Supplied entries
● ● ● ● ●
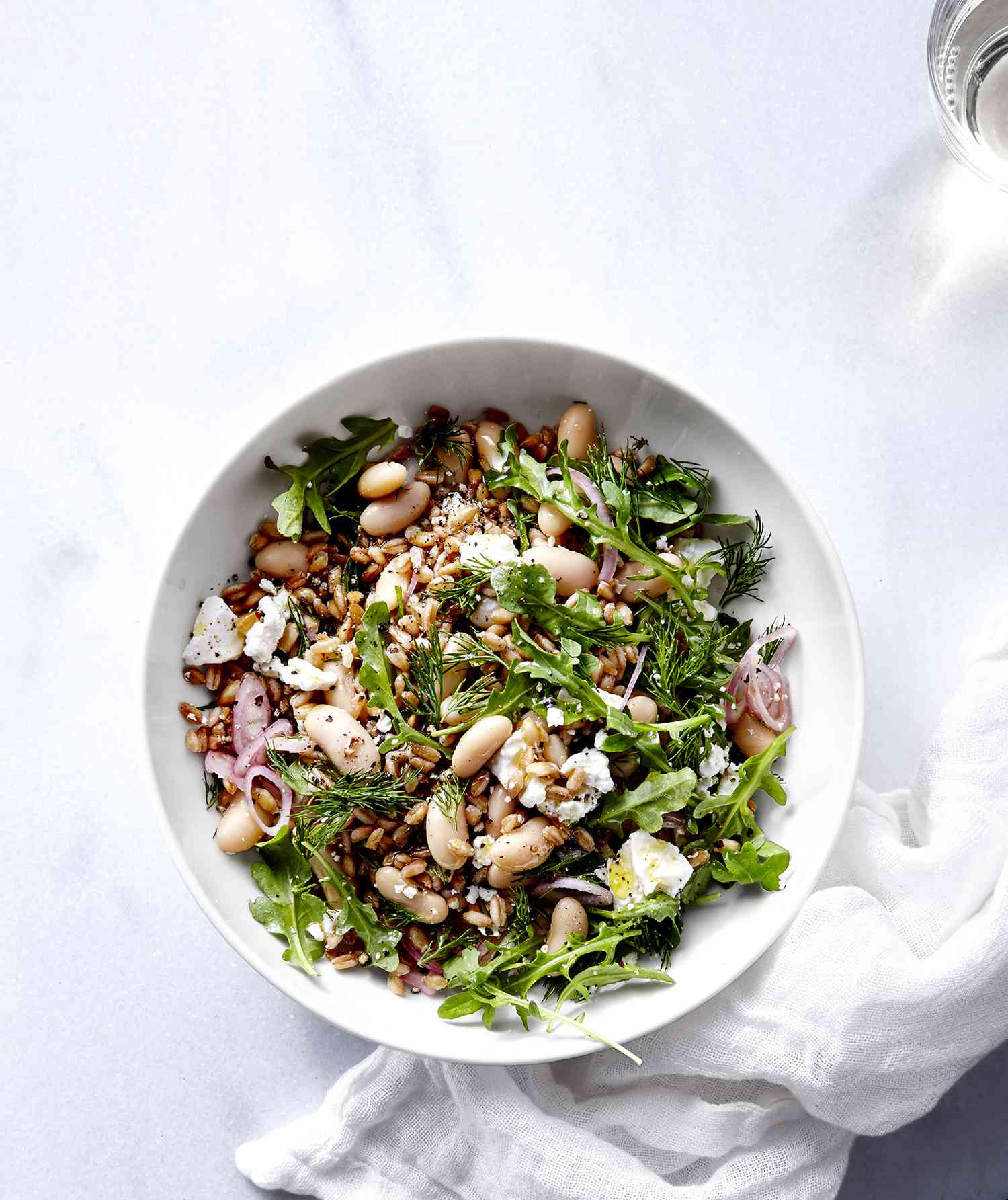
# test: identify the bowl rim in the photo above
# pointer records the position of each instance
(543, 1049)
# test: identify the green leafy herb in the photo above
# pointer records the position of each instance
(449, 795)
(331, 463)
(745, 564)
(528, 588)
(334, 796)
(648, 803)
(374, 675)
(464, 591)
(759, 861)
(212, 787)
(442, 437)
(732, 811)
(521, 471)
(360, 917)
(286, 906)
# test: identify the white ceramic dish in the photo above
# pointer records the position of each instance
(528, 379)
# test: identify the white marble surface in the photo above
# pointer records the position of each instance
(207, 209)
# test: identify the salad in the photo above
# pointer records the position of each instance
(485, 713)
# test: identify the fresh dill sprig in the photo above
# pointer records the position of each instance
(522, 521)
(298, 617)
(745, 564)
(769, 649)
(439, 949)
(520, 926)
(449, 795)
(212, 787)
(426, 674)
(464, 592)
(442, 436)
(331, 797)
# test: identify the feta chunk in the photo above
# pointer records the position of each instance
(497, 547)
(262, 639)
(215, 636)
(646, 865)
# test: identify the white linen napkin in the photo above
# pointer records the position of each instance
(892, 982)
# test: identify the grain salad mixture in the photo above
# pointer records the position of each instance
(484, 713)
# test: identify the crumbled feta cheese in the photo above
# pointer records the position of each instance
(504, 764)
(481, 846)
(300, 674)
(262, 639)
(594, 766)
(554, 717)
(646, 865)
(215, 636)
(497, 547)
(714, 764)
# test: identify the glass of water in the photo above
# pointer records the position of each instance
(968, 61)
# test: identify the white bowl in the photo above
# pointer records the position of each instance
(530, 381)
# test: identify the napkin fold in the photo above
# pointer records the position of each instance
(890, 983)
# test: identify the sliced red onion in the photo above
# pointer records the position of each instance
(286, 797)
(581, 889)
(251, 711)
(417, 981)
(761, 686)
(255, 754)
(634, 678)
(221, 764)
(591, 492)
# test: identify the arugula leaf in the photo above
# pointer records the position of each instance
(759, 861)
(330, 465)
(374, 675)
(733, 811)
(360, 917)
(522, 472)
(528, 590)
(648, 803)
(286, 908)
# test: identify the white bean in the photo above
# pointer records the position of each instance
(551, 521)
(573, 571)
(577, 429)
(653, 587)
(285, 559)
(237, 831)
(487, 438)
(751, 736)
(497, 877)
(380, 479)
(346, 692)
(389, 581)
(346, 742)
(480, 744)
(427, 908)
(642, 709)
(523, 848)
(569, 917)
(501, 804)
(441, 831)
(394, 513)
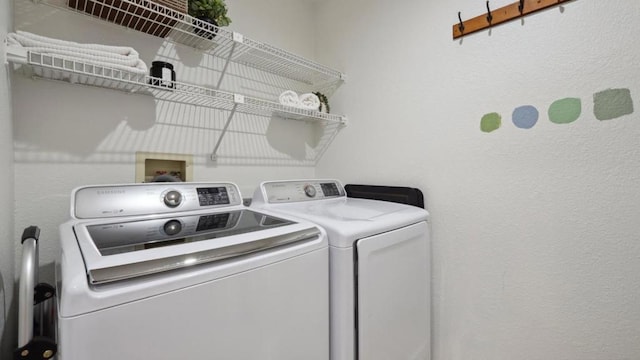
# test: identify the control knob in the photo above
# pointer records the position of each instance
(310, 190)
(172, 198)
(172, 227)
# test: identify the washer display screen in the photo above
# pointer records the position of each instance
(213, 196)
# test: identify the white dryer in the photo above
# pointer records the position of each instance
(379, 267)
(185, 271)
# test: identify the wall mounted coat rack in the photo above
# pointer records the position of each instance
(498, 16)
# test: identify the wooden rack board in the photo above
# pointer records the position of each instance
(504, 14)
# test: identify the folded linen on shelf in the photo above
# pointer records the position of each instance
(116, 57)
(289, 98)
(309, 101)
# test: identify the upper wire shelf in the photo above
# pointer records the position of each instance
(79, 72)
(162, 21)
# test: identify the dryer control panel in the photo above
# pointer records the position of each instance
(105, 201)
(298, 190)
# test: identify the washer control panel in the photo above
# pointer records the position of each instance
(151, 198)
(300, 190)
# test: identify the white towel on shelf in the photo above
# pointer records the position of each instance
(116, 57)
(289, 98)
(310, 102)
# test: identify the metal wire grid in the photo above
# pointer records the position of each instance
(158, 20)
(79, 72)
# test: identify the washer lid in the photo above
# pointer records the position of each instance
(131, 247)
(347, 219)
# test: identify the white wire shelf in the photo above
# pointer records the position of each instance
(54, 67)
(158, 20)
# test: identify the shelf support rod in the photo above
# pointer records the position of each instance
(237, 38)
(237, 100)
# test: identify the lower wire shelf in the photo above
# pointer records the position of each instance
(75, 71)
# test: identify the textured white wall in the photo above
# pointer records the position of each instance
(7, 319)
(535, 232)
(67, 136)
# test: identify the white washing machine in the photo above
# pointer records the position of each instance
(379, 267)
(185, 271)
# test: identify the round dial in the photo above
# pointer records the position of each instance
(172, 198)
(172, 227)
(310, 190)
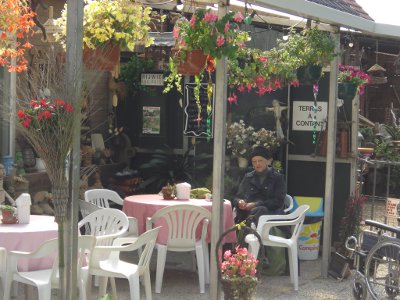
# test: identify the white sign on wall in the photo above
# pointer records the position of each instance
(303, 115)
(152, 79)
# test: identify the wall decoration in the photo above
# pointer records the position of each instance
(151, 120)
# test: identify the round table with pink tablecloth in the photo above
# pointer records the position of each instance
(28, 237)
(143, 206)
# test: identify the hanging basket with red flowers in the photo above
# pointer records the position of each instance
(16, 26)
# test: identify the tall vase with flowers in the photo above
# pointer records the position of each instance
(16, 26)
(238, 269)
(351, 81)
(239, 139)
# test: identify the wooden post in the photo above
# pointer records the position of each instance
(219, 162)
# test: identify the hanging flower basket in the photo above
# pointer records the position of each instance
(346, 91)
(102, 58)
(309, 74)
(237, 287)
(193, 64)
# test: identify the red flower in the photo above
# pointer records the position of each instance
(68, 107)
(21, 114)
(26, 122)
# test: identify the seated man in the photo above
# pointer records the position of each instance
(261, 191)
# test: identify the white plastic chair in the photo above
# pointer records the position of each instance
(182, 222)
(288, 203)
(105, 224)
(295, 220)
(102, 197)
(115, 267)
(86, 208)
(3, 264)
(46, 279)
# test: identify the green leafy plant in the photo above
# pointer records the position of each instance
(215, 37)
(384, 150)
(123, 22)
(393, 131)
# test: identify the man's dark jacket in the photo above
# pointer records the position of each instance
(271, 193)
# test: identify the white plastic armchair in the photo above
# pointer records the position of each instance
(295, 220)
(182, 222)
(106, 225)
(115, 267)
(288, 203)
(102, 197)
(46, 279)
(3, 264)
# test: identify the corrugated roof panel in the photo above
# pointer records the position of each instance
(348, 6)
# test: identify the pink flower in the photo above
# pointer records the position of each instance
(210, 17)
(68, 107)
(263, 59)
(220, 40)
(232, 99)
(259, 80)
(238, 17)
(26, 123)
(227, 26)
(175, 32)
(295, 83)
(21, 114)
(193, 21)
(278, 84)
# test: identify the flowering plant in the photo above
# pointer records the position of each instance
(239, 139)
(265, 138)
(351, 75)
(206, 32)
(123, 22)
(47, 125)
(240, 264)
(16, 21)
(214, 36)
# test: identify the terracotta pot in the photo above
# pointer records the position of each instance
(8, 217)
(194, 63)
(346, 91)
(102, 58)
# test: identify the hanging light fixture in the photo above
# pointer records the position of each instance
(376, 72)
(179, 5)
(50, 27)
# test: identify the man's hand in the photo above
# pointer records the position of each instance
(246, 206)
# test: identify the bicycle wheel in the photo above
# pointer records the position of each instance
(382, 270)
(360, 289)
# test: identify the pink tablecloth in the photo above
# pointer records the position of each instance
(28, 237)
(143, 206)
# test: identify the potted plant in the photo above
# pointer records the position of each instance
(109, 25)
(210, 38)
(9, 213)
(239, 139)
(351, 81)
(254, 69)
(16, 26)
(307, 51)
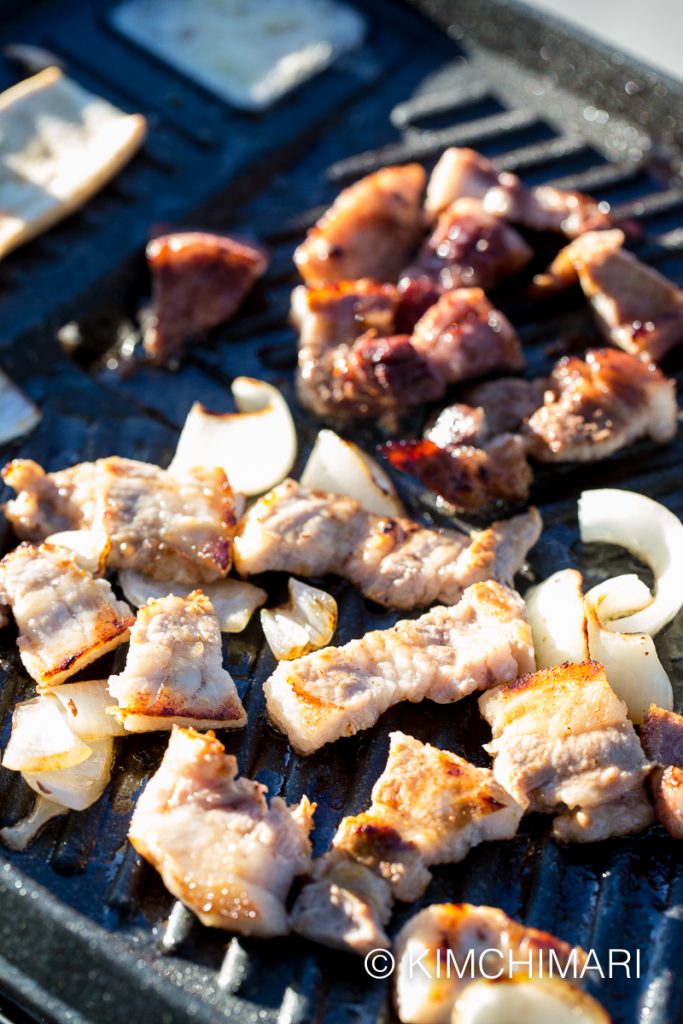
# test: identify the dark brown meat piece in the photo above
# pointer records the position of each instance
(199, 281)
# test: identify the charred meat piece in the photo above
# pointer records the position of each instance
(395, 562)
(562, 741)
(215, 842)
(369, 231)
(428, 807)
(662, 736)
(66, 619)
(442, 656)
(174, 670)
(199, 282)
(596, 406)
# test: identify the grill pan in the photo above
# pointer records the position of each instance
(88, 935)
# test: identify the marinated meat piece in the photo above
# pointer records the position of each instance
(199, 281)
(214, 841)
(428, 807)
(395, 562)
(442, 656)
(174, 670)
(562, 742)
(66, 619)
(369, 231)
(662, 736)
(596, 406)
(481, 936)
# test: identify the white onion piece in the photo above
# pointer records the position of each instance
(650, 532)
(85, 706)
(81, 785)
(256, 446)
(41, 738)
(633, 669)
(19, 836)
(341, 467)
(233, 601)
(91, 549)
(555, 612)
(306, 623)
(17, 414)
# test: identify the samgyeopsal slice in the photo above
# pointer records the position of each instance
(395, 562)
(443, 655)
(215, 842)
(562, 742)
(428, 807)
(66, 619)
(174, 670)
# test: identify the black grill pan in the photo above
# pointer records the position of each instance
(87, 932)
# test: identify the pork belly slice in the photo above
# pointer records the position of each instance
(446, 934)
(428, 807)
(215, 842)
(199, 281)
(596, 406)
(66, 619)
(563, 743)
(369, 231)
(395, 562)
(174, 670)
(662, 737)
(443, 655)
● ● ● ● ●
The problem
Report all lines of the data above that include the string "flowers".

Exercise answer
# test: identify the hanging basket with red flowers in the photo above
# test: identify the tall vase with flowers in the photo above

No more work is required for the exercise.